- **Fragmento del texto**
◆ ◆ ◆ ◆

Como ya os contaba en el artículo anterior, acabo de instalar un punto de recarga para coche eléctrico en mi plaza de garaje. Se trata de un garaje comunitario, ubicado bajo el edificio de viviendas en el que está mi casa y la de otros muchos vecinos, celosos de su propiedad.
La historia que sigue es estrictamente real y no sólo eso, sino que me atrevo a suponer que es totalmente factible que se repita en cualquier lugar de la geografía española ante la misma situación. Cuando un ciudadano invade las zonas comunes de su edificio, los tambores de guerra retumban en los descansillos y hordas de guerreros se preparan para entrar en combate en La Comunidad…
Para ponernos en situación, conviene recordar que antes de mover un sólo dedo, la ley nos exige realizar un comunicado formal a nuestra comunidad indicando que vamos a proceder a la instalación del punto de recarga. Cumplido este sencillo trámite, la ley nos permite realizar la obra sin contar con el permiso de nadie más, pero es precisamente ahí donde empiezan los problemas y los posibles conflictos. El tema se presenta ya difícil de por sí, pero no os preocupéis, todo es susceptible de empeorar y lo hará.
Lo que dice la ley está bastante claro. El problema es que la ley es contraria al sentido común y se sale completamente de lo habitual en comunidades de vecinos. Esto significa que, aunque no hay muchas dudas una vez que se lee, probablemente tengamos algún que otro problemilla vecinal, en el mejor de los casos.

◆ ◆ ◆ ◆

- **Objetivo 1**
En el texto sobre el punto de recarga, ¿qué exige la ley antes de empezar la instalación?
- **Objetivo 2**
Reescribe como una lista breve el párrafo del texto sobre el punto de recarga que empieza por "Para ponernos en situación", conservando sus datos principales.
- **Objetivo 3**
Continúa el texto sobre la instalación del punto de recarga en el garaje comunitario a partir de donde termina.

- **Datos disponibles**
◆ ◆ ◆ ◆

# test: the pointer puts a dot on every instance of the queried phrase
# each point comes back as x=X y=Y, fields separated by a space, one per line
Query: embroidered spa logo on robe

◆ ◆ ◆ ◆

- **Respuesta 1**
Realizar un comunicado formal a la comunidad indicando que se va a proceder a la instalación del punto de recarga.

- **Respuesta 2**
- Antes de empezar, la ley exige comunicar formalmente a la comunidad que se va a instalar el punto de recarga.
- Cumplido ese trámite, la ley permite hacer la obra sin el permiso de nadie más.
- Precisamente ahí empiezan los problemas y los posibles conflictos.
- El asunto ya es difícil de por sí y puede empeorar, y lo hará.

- **Respuesta 3**
Instalación de un punto de recarga para vehículo eléctrico: aquí no hay quien viva
Desde los primeros indicios de «obra a la vista», la reacción vecinal fue unánime y consistió en llamar al administrador de la comunidad pidiendo explicaciones sobre una instalación que invadía zonas comunes (que son más sagradas que la Santísima Trinidad para el español medio) sin acuerdo previo de la comunidad de propietarios, ni la correspondiente mayoría de 3/5 (todo el mundo habla de esa mayoría, es una especie de número mágico como la proporción áurea o el número pi).
Hablamos de un cable pegado al techo en la escalera de incendios (que nadie usa) y un par de agujeros más bien pequeños. Pero una invasión es una invasión, y si no acordaos de la isla de Perejil y la que allí se montó. Pues eso. La reacción del administrador también fue del todo previsible: venir a inspeccionar la obra acompañado del Presidente de la comunidad.
Obviamente, nadie se había leído mi comunicado y mucho menos había comprobado la legalidad o razonabilidad del mismo en modo alguno. Querían ver la obra, para comprobar sobre el terreno la gravedad del delito y, según sus propias palabras, «ponerlo en manos del abogado». Este país es así.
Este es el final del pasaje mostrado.